▶ **To do**
1) Rewrite the part of the Nixon love letters article starting with "Decades before he" and going on through "drive with him.", replacing "courtship" with "romance".
2) Recast the records as a Markdown table with the columns Number and Line, starting with the line with "Find the blue" and going on through the end of the records, skipping blank lines.

New Love Letters Reveal Nixon’s Softer Side

(AP) — Long before Richard Nixon rose to power and fell from grace, he was just another man in love.

Decades before he became known to some as “Tricky Dick,” Nixon was the one penning nicknames (sweet ones) to his future bride in gushy love notes that reveal a surprisingly soft and romantic side of the man taken down by Watergate. Nixon shared the stage with Patricia Ryan in a community theater production and six of the dozens of letters they exchanged during their two-year courtship will be unveiled Friday at the Richard Nixon Presidential Library and Museum as part of an exhibit celebrating the 100th birthday of the woman Nixon playfully called his “Irish gypsy.”

In Nixon’s letters, he recalls their first meeting in flowery prose, daydreams about their future together and waxes poetic about the first time his “dearest heart” agreed to take a drive with him.

(Stored data)
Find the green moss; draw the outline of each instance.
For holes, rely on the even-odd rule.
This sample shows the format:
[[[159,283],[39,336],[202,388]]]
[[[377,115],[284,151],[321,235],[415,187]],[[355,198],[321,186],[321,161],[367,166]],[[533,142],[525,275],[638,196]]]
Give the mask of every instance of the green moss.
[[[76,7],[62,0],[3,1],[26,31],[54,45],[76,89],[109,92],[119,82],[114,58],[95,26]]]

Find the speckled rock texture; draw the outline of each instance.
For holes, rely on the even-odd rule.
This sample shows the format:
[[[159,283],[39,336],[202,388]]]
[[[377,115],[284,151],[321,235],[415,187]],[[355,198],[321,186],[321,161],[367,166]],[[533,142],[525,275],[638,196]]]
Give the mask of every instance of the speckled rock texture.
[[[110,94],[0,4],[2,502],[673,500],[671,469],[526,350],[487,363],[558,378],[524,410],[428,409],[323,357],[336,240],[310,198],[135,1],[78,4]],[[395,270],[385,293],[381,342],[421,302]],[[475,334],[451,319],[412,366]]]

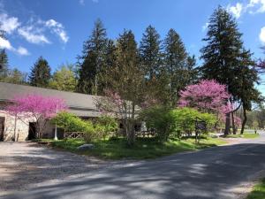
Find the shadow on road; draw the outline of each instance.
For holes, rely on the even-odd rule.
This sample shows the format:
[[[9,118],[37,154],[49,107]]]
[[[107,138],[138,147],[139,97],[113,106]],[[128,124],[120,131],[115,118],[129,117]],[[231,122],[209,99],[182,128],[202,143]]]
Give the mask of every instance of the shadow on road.
[[[84,165],[73,167],[71,159],[64,159],[62,165],[57,166],[65,170],[66,175],[82,173],[82,177],[44,183],[42,187],[3,198],[236,198],[231,188],[251,180],[254,174],[265,169],[264,152],[262,142],[241,143],[90,172]],[[26,164],[30,159],[33,168],[39,166],[34,162],[44,158],[33,157],[27,154],[21,157],[14,154],[12,158],[20,164]],[[52,160],[48,162],[48,165],[43,164],[43,172],[48,170],[46,174],[53,175],[49,168],[52,166]],[[78,166],[84,169],[78,170]],[[7,183],[11,184],[26,175],[36,177],[36,182],[42,180],[34,170],[26,173],[21,171],[14,173],[11,181]]]

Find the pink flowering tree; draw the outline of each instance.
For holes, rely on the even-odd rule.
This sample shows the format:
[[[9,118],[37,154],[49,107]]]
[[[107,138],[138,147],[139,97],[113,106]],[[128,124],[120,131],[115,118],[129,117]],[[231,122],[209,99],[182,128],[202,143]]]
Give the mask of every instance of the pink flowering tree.
[[[41,95],[17,96],[11,100],[6,111],[22,122],[36,122],[36,133],[42,137],[47,121],[67,106],[63,99]]]
[[[201,80],[198,84],[187,86],[185,90],[180,91],[179,106],[215,113],[220,118],[232,110],[228,103],[230,97],[225,85],[214,80]]]

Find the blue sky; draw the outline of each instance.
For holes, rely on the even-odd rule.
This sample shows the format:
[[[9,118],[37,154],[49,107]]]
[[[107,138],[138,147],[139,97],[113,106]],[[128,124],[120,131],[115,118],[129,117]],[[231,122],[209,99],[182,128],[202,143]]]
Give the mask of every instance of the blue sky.
[[[264,57],[265,0],[0,0],[0,21],[7,32],[0,47],[7,49],[11,67],[29,72],[42,56],[55,70],[76,62],[99,18],[112,39],[126,28],[139,42],[148,25],[163,38],[172,27],[199,57],[208,19],[219,4],[237,18],[245,47]]]

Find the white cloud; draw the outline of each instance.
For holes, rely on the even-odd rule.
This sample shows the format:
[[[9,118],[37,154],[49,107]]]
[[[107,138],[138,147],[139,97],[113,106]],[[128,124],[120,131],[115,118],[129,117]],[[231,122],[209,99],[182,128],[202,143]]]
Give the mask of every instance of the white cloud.
[[[261,29],[260,41],[262,42],[262,44],[265,44],[265,27],[261,27]]]
[[[228,5],[227,10],[238,19],[244,12],[250,14],[265,12],[265,0],[248,0],[247,3],[237,3],[236,5]]]
[[[19,46],[18,49],[15,49],[7,39],[4,39],[3,37],[0,37],[0,49],[6,49],[21,56],[30,55],[28,50],[24,47]]]
[[[21,56],[28,56],[30,55],[30,53],[27,51],[26,49],[25,49],[24,47],[22,46],[19,46],[17,50],[17,52],[21,55]]]
[[[208,22],[205,23],[205,24],[202,26],[201,29],[202,29],[203,32],[208,28]]]
[[[241,12],[243,11],[243,4],[240,3],[237,3],[235,6],[228,5],[228,11],[232,13],[235,18],[238,19],[241,16]]]
[[[85,0],[80,0],[80,4],[81,5],[84,5],[84,4],[85,4]]]
[[[0,37],[0,49],[13,50],[13,47],[8,40]]]
[[[246,9],[250,10],[249,13],[265,12],[265,0],[249,0]]]
[[[23,27],[19,28],[18,32],[29,42],[36,44],[50,43],[47,37],[43,34],[40,33],[42,30],[38,29],[38,27],[34,27],[33,26]]]
[[[9,17],[6,13],[0,14],[0,24],[1,29],[8,34],[11,34],[20,26],[18,18]]]
[[[67,36],[67,34],[64,31],[64,27],[61,23],[54,19],[49,19],[45,22],[45,26],[50,28],[52,33],[57,34],[63,42],[65,43],[68,42],[69,37]]]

▶ **Task results**
1)
Decades before he became known to some as “Tricky Dick,” Nixon was the one penning nicknames (sweet ones) to his future bride in gushy love notes that reveal a surprisingly soft and romantic side of the man taken down by Watergate. Nixon shared the stage with Patricia Ryan in a community theater production and six of the dozens of letters they exchanged during their two-year romance will be unveiled Friday at the Richard Nixon Presidential Library and Museum as part of an exhibit celebrating the 100th birthday of the woman Nixon playfully called his “Irish gypsy.”

In Nixon’s letters, he recalls their first meeting in flowery prose, daydreams about their future together and waxes poetic about the first time his “dearest heart” agreed to take a drive with him.

2)
| Number | Line |
|---|---|
| 1 | Find the blue sky; draw the outline of each instance. |
| 2 | For holes, rely on the even-odd rule. |
| 3 | This sample shows the format: |
| 4 | [[[9,118],[37,154],[49,107]]] |
| 5 | [[[107,138],[138,147],[139,97],[113,106]],[[128,124],[120,131],[115,118],[129,117]],[[231,122],[209,99],[182,128],[202,143]]] |
| 6 | Give the mask of every instance of the blue sky. |
| 7 | [[[264,57],[265,0],[0,0],[0,21],[7,32],[0,47],[7,49],[11,67],[29,72],[42,56],[55,70],[76,62],[99,18],[112,39],[126,28],[139,42],[148,25],[163,38],[172,27],[199,57],[208,19],[219,4],[237,18],[245,47]]] |
| 8 | Find the white cloud; draw the outline of each instance. |
| 9 | For holes, rely on the even-odd rule. |
| 10 | This sample shows the format: |
| 11 | [[[9,118],[37,154],[49,107]]] |
| 12 | [[[107,138],[138,147],[139,97],[113,106]],[[128,124],[120,131],[115,118],[129,117]],[[231,122],[209,99],[182,128],[202,143]]] |
| 13 | Give the mask of every instance of the white cloud. |
| 14 | [[[261,29],[260,41],[262,42],[262,44],[265,44],[265,27],[261,27]]] |
| 15 | [[[228,5],[227,10],[238,19],[244,12],[250,14],[265,12],[265,0],[248,0],[247,3],[237,3],[236,5]]] |
| 16 | [[[19,46],[18,49],[15,49],[7,39],[4,39],[3,37],[0,37],[0,49],[6,49],[21,56],[30,55],[28,50],[24,47]]] |
| 17 | [[[21,56],[28,56],[30,55],[30,53],[27,51],[26,49],[25,49],[24,47],[22,46],[19,46],[17,50],[17,52],[21,55]]] |
| 18 | [[[208,22],[205,23],[205,24],[202,26],[201,29],[202,29],[203,32],[208,28]]] |
| 19 | [[[241,12],[243,11],[243,4],[240,3],[237,3],[235,6],[228,5],[228,11],[232,13],[235,18],[238,19],[241,16]]] |
| 20 | [[[85,0],[80,0],[80,4],[81,5],[84,5],[84,4],[85,4]]] |
| 21 | [[[0,37],[0,49],[13,50],[13,47],[8,40]]] |
| 22 | [[[246,9],[250,10],[249,13],[265,12],[265,0],[249,0]]] |
| 23 | [[[23,27],[19,28],[18,32],[29,42],[36,44],[50,43],[47,37],[43,34],[40,33],[42,30],[38,29],[38,27],[34,27],[33,26]]] |
| 24 | [[[9,17],[6,13],[0,14],[0,24],[1,29],[8,34],[11,34],[20,26],[18,18]]] |
| 25 | [[[67,36],[67,34],[64,31],[64,27],[61,23],[54,19],[49,19],[45,22],[45,26],[50,28],[52,33],[57,34],[63,42],[65,43],[68,42],[69,37]]] |